▸ **Exercise objective**: Copy the entries exactly, through the "rough mask: <svg" line.

▸ **Dataset entries**:
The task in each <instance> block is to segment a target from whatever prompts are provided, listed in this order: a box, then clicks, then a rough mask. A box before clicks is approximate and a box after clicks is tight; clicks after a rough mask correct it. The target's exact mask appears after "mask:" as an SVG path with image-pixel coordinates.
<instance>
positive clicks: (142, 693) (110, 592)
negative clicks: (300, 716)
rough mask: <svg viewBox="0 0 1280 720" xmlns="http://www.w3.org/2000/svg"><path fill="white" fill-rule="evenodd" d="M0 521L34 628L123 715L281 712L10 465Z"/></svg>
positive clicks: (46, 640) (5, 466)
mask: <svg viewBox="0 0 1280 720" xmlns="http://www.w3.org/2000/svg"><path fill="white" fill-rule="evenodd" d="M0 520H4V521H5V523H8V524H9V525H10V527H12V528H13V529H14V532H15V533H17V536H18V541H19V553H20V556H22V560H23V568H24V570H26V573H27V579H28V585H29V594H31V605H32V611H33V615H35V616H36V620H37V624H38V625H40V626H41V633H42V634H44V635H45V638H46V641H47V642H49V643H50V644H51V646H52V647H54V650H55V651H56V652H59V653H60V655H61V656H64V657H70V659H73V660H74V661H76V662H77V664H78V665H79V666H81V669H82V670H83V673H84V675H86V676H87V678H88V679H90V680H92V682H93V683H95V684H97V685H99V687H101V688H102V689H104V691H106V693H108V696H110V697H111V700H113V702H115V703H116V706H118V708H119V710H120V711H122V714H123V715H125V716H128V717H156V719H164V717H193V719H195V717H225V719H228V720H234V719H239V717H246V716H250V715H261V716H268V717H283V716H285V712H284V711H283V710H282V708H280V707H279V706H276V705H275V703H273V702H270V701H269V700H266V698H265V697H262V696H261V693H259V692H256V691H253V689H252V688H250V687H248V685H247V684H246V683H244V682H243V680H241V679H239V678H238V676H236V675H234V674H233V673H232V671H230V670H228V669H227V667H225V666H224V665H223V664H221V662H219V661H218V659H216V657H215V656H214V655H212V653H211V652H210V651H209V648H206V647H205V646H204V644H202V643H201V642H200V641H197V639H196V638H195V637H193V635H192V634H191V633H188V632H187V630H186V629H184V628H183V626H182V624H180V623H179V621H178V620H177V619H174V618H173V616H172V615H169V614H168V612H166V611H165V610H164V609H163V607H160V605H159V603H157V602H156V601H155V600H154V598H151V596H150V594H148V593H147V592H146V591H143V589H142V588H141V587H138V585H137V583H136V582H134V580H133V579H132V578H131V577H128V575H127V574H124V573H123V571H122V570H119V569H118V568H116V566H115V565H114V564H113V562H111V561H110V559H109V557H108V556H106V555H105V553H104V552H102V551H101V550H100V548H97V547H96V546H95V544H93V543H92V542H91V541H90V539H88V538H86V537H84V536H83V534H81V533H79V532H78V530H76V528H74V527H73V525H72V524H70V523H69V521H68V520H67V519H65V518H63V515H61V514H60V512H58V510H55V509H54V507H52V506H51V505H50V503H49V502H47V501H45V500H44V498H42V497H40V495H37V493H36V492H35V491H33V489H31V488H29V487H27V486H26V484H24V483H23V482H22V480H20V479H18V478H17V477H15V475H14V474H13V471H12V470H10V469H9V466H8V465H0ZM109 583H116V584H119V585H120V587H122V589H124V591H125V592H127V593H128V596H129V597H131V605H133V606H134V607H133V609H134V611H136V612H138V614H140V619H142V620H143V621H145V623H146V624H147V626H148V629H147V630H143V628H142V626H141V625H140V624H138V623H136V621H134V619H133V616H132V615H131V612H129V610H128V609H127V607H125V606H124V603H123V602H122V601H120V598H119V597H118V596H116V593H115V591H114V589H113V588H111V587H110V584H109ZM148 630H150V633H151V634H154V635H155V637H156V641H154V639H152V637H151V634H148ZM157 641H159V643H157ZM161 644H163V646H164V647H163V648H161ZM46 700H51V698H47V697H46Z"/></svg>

▸ **Task result**:
The task in each <instance> block is to segment a target from whatever prompts are provided, listed in this order: a box, then clicks, then a rough mask. A box before clicks is approximate and a box after clicks is tight; clicks after a rough mask correct it. The target's exact mask appears after "mask:" as an SVG path with image-pixel coordinates.
<instance>
positive clicks: (142, 693) (110, 592)
negative clicks: (300, 716)
rough mask: <svg viewBox="0 0 1280 720" xmlns="http://www.w3.org/2000/svg"><path fill="white" fill-rule="evenodd" d="M0 521L34 628L123 715L281 712L10 465Z"/></svg>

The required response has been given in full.